(Saved entries)
┏━━

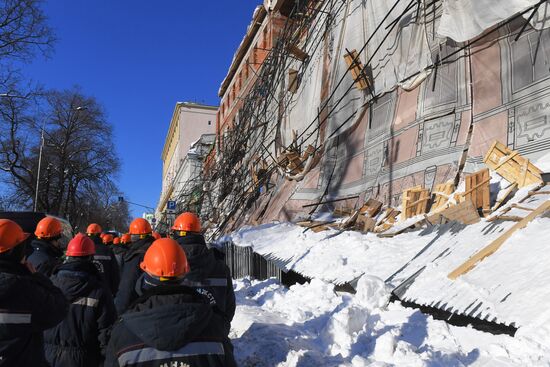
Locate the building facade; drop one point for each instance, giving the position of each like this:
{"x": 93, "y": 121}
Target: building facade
{"x": 189, "y": 139}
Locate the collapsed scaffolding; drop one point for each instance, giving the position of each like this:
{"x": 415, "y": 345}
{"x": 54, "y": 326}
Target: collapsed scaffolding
{"x": 254, "y": 158}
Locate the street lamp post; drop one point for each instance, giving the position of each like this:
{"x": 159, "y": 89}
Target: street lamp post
{"x": 39, "y": 164}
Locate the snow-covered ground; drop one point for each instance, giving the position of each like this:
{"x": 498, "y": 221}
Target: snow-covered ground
{"x": 312, "y": 325}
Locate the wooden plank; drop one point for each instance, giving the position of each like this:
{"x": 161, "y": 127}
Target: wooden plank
{"x": 463, "y": 212}
{"x": 371, "y": 207}
{"x": 355, "y": 66}
{"x": 297, "y": 52}
{"x": 503, "y": 197}
{"x": 477, "y": 189}
{"x": 364, "y": 223}
{"x": 512, "y": 166}
{"x": 292, "y": 80}
{"x": 441, "y": 193}
{"x": 496, "y": 244}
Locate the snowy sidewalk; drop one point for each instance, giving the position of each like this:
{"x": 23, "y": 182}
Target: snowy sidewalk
{"x": 312, "y": 325}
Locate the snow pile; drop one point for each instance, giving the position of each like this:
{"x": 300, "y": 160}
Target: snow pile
{"x": 333, "y": 256}
{"x": 312, "y": 325}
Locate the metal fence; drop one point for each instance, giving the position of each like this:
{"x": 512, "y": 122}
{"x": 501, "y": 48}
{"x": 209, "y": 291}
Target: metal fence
{"x": 243, "y": 261}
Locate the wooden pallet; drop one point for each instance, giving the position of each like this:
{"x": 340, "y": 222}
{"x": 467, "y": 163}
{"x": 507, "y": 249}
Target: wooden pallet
{"x": 371, "y": 208}
{"x": 512, "y": 166}
{"x": 518, "y": 208}
{"x": 386, "y": 220}
{"x": 365, "y": 224}
{"x": 463, "y": 212}
{"x": 414, "y": 202}
{"x": 441, "y": 195}
{"x": 292, "y": 81}
{"x": 355, "y": 66}
{"x": 477, "y": 190}
{"x": 496, "y": 244}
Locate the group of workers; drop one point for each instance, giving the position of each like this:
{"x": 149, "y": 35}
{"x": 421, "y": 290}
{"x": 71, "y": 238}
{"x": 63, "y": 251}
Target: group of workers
{"x": 137, "y": 300}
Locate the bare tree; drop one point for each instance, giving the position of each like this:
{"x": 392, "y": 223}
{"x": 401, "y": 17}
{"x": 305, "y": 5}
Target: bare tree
{"x": 78, "y": 162}
{"x": 23, "y": 30}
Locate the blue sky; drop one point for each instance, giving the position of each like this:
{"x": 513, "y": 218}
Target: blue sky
{"x": 138, "y": 58}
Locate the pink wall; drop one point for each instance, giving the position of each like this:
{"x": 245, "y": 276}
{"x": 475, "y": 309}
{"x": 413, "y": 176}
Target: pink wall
{"x": 193, "y": 123}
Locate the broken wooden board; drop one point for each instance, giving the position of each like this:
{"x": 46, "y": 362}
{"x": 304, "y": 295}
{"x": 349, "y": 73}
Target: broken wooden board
{"x": 496, "y": 244}
{"x": 297, "y": 52}
{"x": 503, "y": 196}
{"x": 371, "y": 208}
{"x": 292, "y": 80}
{"x": 364, "y": 224}
{"x": 414, "y": 202}
{"x": 463, "y": 212}
{"x": 510, "y": 211}
{"x": 350, "y": 221}
{"x": 355, "y": 66}
{"x": 477, "y": 189}
{"x": 512, "y": 166}
{"x": 386, "y": 220}
{"x": 342, "y": 212}
{"x": 442, "y": 193}
{"x": 402, "y": 226}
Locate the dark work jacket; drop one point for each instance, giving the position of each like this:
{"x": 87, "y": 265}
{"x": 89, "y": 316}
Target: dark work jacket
{"x": 169, "y": 325}
{"x": 119, "y": 251}
{"x": 130, "y": 273}
{"x": 44, "y": 257}
{"x": 81, "y": 339}
{"x": 209, "y": 274}
{"x": 106, "y": 263}
{"x": 29, "y": 304}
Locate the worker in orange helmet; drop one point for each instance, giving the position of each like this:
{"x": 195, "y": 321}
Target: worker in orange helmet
{"x": 30, "y": 303}
{"x": 141, "y": 235}
{"x": 81, "y": 339}
{"x": 46, "y": 248}
{"x": 169, "y": 324}
{"x": 107, "y": 239}
{"x": 120, "y": 248}
{"x": 104, "y": 258}
{"x": 208, "y": 270}
{"x": 126, "y": 239}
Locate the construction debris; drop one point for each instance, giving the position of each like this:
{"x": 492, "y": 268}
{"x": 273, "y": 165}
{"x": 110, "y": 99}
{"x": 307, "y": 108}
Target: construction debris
{"x": 355, "y": 67}
{"x": 495, "y": 245}
{"x": 441, "y": 195}
{"x": 463, "y": 212}
{"x": 415, "y": 202}
{"x": 512, "y": 166}
{"x": 386, "y": 220}
{"x": 477, "y": 190}
{"x": 371, "y": 208}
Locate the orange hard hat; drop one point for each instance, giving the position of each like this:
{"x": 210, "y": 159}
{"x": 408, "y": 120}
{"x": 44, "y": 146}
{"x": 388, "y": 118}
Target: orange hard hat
{"x": 126, "y": 238}
{"x": 140, "y": 226}
{"x": 107, "y": 238}
{"x": 94, "y": 229}
{"x": 11, "y": 235}
{"x": 165, "y": 258}
{"x": 80, "y": 245}
{"x": 48, "y": 227}
{"x": 188, "y": 222}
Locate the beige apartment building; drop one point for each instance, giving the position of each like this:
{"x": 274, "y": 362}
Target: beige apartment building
{"x": 190, "y": 133}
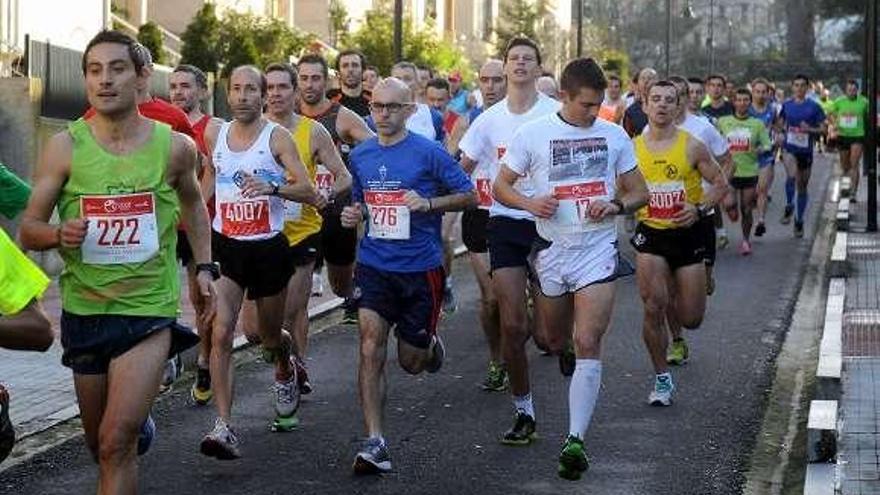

┗━━

### Exercise directions
Without the pictures, reproduce every line of the records above exactly.

### Response
Locate the building facade; drop one point for each instance, giving the position of each like this:
{"x": 93, "y": 121}
Target: building facade
{"x": 189, "y": 139}
Locate the collapsed scaffolding; drop one point for each instance, giving the position of each like this:
{"x": 415, "y": 345}
{"x": 54, "y": 326}
Target: collapsed scaffolding
{"x": 254, "y": 158}
Locate the street lamp post; drop one point for each instance, giving the position of each like this:
{"x": 159, "y": 89}
Target: street lamp post
{"x": 39, "y": 164}
Locate the snow-covered ground; drop one point for each instance, giving the position of each like this:
{"x": 498, "y": 221}
Target: snow-covered ground
{"x": 312, "y": 325}
Locate the wooden plank; drop one point for each instance, giving the position of each like this:
{"x": 161, "y": 127}
Target: wooden plank
{"x": 463, "y": 212}
{"x": 371, "y": 207}
{"x": 355, "y": 66}
{"x": 297, "y": 52}
{"x": 503, "y": 197}
{"x": 477, "y": 189}
{"x": 364, "y": 223}
{"x": 512, "y": 166}
{"x": 292, "y": 80}
{"x": 441, "y": 193}
{"x": 496, "y": 244}
Locate the snowy sidewalk; drop one point for each instance, giving the position of each like this:
{"x": 23, "y": 182}
Target: snowy sidewalk
{"x": 312, "y": 325}
Locate the snow pile; drop one point for each instance, giving the position of each like this:
{"x": 300, "y": 160}
Target: snow pile
{"x": 333, "y": 256}
{"x": 312, "y": 325}
Locate the metal fence; drop one point for each instance, giving the position of each like this:
{"x": 512, "y": 122}
{"x": 501, "y": 48}
{"x": 209, "y": 291}
Target: metal fence
{"x": 243, "y": 261}
Locate the wooden pallet; drop one point for each instance, giving the position of each like this:
{"x": 340, "y": 222}
{"x": 467, "y": 163}
{"x": 507, "y": 249}
Target: wooden pallet
{"x": 371, "y": 208}
{"x": 512, "y": 166}
{"x": 518, "y": 208}
{"x": 386, "y": 220}
{"x": 365, "y": 224}
{"x": 463, "y": 212}
{"x": 414, "y": 202}
{"x": 441, "y": 195}
{"x": 292, "y": 81}
{"x": 355, "y": 66}
{"x": 477, "y": 190}
{"x": 496, "y": 244}
Locate the group of workers; drop one point for each instance, giving the position of each like this:
{"x": 149, "y": 35}
{"x": 421, "y": 290}
{"x": 71, "y": 238}
{"x": 63, "y": 251}
Target: group of workers
{"x": 137, "y": 300}
Locate the bare tree; drop one point for each instance, giving the position of each like this:
{"x": 392, "y": 223}
{"x": 401, "y": 17}
{"x": 305, "y": 5}
Target: bare tree
{"x": 78, "y": 162}
{"x": 23, "y": 30}
Locate the blue sky; drop one point for each instance, giving the position of each like this:
{"x": 513, "y": 218}
Target: blue sky
{"x": 138, "y": 58}
Locate the pink wall; drop one point for each instance, giving the position of each like this:
{"x": 245, "y": 276}
{"x": 475, "y": 309}
{"x": 413, "y": 176}
Target: pink wall
{"x": 193, "y": 123}
Locate the broken wooden board; drop one point for each instance, giving the position of each like this:
{"x": 46, "y": 362}
{"x": 304, "y": 295}
{"x": 349, "y": 73}
Target: broken wooden board
{"x": 496, "y": 244}
{"x": 297, "y": 52}
{"x": 503, "y": 196}
{"x": 371, "y": 208}
{"x": 292, "y": 80}
{"x": 364, "y": 224}
{"x": 414, "y": 202}
{"x": 463, "y": 212}
{"x": 510, "y": 211}
{"x": 350, "y": 221}
{"x": 355, "y": 66}
{"x": 477, "y": 189}
{"x": 512, "y": 166}
{"x": 386, "y": 220}
{"x": 342, "y": 212}
{"x": 442, "y": 193}
{"x": 402, "y": 226}
Locate the dark work jacket; drop one point for each instance, giving the position of each like this:
{"x": 87, "y": 265}
{"x": 89, "y": 316}
Target: dark work jacket
{"x": 169, "y": 325}
{"x": 119, "y": 251}
{"x": 130, "y": 273}
{"x": 44, "y": 257}
{"x": 81, "y": 339}
{"x": 209, "y": 274}
{"x": 106, "y": 263}
{"x": 29, "y": 304}
Locate the worker in orange helmet; drop one point for each instance, giving the position of each like this:
{"x": 195, "y": 321}
Target: worker in orange helmet
{"x": 30, "y": 303}
{"x": 141, "y": 235}
{"x": 81, "y": 339}
{"x": 46, "y": 248}
{"x": 169, "y": 324}
{"x": 107, "y": 239}
{"x": 120, "y": 248}
{"x": 104, "y": 258}
{"x": 208, "y": 270}
{"x": 126, "y": 239}
Locate the construction debris; drop one point for each instance, giving the position of each like this:
{"x": 492, "y": 268}
{"x": 273, "y": 165}
{"x": 110, "y": 99}
{"x": 307, "y": 108}
Target: construction debris
{"x": 355, "y": 67}
{"x": 495, "y": 245}
{"x": 441, "y": 195}
{"x": 463, "y": 212}
{"x": 415, "y": 202}
{"x": 512, "y": 166}
{"x": 386, "y": 220}
{"x": 477, "y": 190}
{"x": 371, "y": 208}
Locate the orange hard hat; drop one point for each instance, giving the position of each like this:
{"x": 210, "y": 159}
{"x": 408, "y": 120}
{"x": 44, "y": 146}
{"x": 388, "y": 118}
Target: orange hard hat
{"x": 126, "y": 238}
{"x": 140, "y": 226}
{"x": 107, "y": 238}
{"x": 94, "y": 229}
{"x": 11, "y": 235}
{"x": 165, "y": 258}
{"x": 80, "y": 245}
{"x": 48, "y": 227}
{"x": 188, "y": 222}
Locate the beige apartment building; drop one point for each instance, giving the position of each like this:
{"x": 274, "y": 362}
Target: beige apartment building
{"x": 190, "y": 133}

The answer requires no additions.